***** DATA TO USE
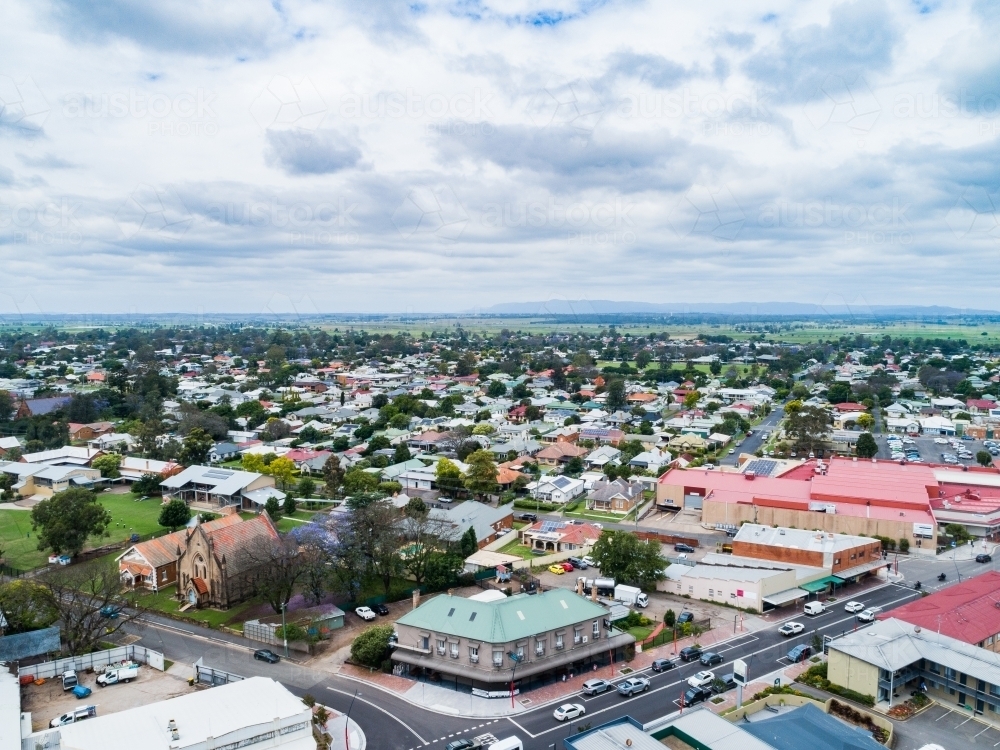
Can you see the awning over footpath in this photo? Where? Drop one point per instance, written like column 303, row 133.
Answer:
column 822, row 584
column 783, row 597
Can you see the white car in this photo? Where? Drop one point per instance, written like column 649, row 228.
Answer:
column 791, row 628
column 702, row 679
column 568, row 711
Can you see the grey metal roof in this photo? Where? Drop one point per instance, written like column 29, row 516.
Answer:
column 893, row 644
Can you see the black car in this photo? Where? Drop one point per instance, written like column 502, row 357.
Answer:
column 724, row 683
column 696, row 695
column 690, row 653
column 266, row 654
column 710, row 657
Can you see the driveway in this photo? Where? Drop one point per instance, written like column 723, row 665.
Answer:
column 951, row 728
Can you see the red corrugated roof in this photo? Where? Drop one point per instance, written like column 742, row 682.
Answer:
column 967, row 611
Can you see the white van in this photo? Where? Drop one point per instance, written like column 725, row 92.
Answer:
column 508, row 743
column 814, row 608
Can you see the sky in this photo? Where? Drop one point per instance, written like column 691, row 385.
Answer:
column 292, row 157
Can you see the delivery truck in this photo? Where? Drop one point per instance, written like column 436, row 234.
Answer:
column 118, row 674
column 630, row 595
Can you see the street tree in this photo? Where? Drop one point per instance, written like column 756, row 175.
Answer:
column 174, row 514
column 866, row 446
column 623, row 556
column 65, row 520
column 80, row 593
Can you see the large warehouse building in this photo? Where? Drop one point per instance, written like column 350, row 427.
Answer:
column 842, row 495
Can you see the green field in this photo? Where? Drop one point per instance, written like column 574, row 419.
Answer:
column 129, row 516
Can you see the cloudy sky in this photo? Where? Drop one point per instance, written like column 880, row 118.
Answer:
column 254, row 156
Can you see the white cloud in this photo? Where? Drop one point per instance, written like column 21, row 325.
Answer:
column 245, row 157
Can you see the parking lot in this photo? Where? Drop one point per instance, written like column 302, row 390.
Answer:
column 949, row 727
column 933, row 452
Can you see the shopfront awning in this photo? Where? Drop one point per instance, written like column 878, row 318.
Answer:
column 783, row 597
column 858, row 570
column 822, row 584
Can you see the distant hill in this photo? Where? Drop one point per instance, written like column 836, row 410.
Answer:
column 610, row 307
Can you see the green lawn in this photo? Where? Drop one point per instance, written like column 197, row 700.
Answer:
column 516, row 548
column 165, row 601
column 128, row 516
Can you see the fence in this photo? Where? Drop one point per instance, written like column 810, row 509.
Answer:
column 96, row 660
column 211, row 676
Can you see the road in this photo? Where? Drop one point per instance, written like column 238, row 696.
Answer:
column 753, row 443
column 394, row 724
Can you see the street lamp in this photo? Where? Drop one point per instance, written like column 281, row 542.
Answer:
column 517, row 659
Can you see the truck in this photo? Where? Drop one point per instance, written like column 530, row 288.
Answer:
column 605, row 586
column 631, row 595
column 119, row 674
column 71, row 717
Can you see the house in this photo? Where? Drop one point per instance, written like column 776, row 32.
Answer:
column 216, row 567
column 556, row 536
column 472, row 640
column 217, row 488
column 558, row 454
column 601, row 457
column 556, row 489
column 83, row 432
column 618, row 496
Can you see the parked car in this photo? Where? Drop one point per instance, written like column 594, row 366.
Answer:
column 799, row 653
column 633, row 685
column 266, row 654
column 791, row 628
column 594, row 687
column 867, row 615
column 702, row 679
column 690, row 653
column 568, row 711
column 696, row 695
column 724, row 683
column 365, row 613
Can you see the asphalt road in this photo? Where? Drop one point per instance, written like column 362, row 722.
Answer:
column 394, row 724
column 752, row 443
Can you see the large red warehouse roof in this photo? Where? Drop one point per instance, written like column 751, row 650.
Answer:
column 968, row 611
**********
PROBLEM STATEMENT:
Copy all of the records above word for word, omitting the pictures.

THE RESULT:
Can you see the awning over footpath in this photo? Where? Drop one point per instance, written like column 303, row 133.
Answer:
column 822, row 584
column 783, row 597
Can you see the white car in this photo? Where? Drop one point per instance, written like column 649, row 228.
Answer:
column 791, row 628
column 702, row 679
column 568, row 711
Can you see the grey metal roof in this photo? Where? Drop one point per instance, written like column 29, row 516.
Answer:
column 893, row 644
Can you see the black car in this photo? Where? Drop one point per instance, written like column 502, row 357.
Answer:
column 724, row 683
column 696, row 695
column 690, row 653
column 266, row 654
column 710, row 657
Can you see the driveway in this photo? Where? Drop one point per instance, written like column 723, row 665.
Answer:
column 951, row 728
Can you see the red corrugated roof in this photo? Where? Drop one point per instance, written like column 742, row 682.
Answer:
column 967, row 611
Can you see the white van in this photo? Where? Drop one point per instance, written like column 725, row 92.
Answer:
column 508, row 743
column 814, row 608
Can you see the sky in this photo? Where? Drop one point per instance, written like column 691, row 385.
Answer:
column 292, row 157
Can you see the delivery truck in this photo? Where? Drop one point per instance, written like column 436, row 234.
Answer:
column 118, row 674
column 630, row 595
Can you see the street tree in this photo? Where? Drop one point per instance, written like column 756, row 175.
Answer:
column 174, row 514
column 866, row 446
column 623, row 556
column 65, row 520
column 80, row 593
Can you see the large warehouse building in this photo? Where? Drop one point per instance, written like column 350, row 427.
Answer:
column 842, row 495
Can you see the green field in this photo? Where? Drop one point per instance, written like column 574, row 419.
Answer:
column 129, row 516
Can you see the cloudy sky in this photo? Where? Drop one point per instance, written like column 880, row 118.
Answer:
column 254, row 156
Can you see the white cloud in this photo? Where? Drop one point per instance, written like column 21, row 325.
Answer:
column 245, row 157
Can you see the parking lot in this photo? Where? Drop one point per instance, written like column 302, row 390.
Answer:
column 949, row 727
column 933, row 452
Can you see the shopfront awning in this photo? Where? Drop one point per instance, written like column 878, row 318.
Answer:
column 783, row 597
column 858, row 570
column 822, row 584
Can you see the distant hill in this photo? Where? Drop one point per instance, written like column 836, row 410.
Answer:
column 610, row 307
Can you see the green lawn in this photo? Where? Drop one point per instance, written like column 197, row 700.
Answer:
column 516, row 548
column 165, row 601
column 128, row 516
Can you see the fence in this photo? Where? Drop one point per instance, written like column 810, row 509.
Answer:
column 96, row 660
column 211, row 676
Can you see the road in this photo? Where? Drop one point per instance, written like column 238, row 696.
Answer:
column 753, row 443
column 394, row 724
Can you see the street lamp in this photo? Where? Drop one point per instance, written like column 281, row 542.
Answer:
column 517, row 659
Can you see the truck in this photo? Where? Drop one point per instance, written like column 530, row 288.
Answer:
column 605, row 586
column 631, row 595
column 119, row 674
column 71, row 717
Can you see the house in this photo? Where? Drop one point per instance, written like column 776, row 32.
Answer:
column 216, row 567
column 556, row 536
column 472, row 640
column 217, row 488
column 558, row 454
column 601, row 457
column 556, row 489
column 83, row 432
column 618, row 496
Can you see the parked car in this photo? Where? Drop one point per instance, written like column 594, row 366.
Answer:
column 799, row 653
column 633, row 685
column 266, row 654
column 791, row 628
column 594, row 687
column 867, row 615
column 702, row 679
column 690, row 653
column 568, row 711
column 696, row 695
column 724, row 683
column 365, row 613
Can you see the asphalt road in this photo? Where? Drop one point per instance, written like column 362, row 722.
Answer:
column 394, row 724
column 752, row 443
Can you see the large red warehouse roof in this photo? Where? Drop one point per instance, written like column 751, row 650.
Answer:
column 968, row 611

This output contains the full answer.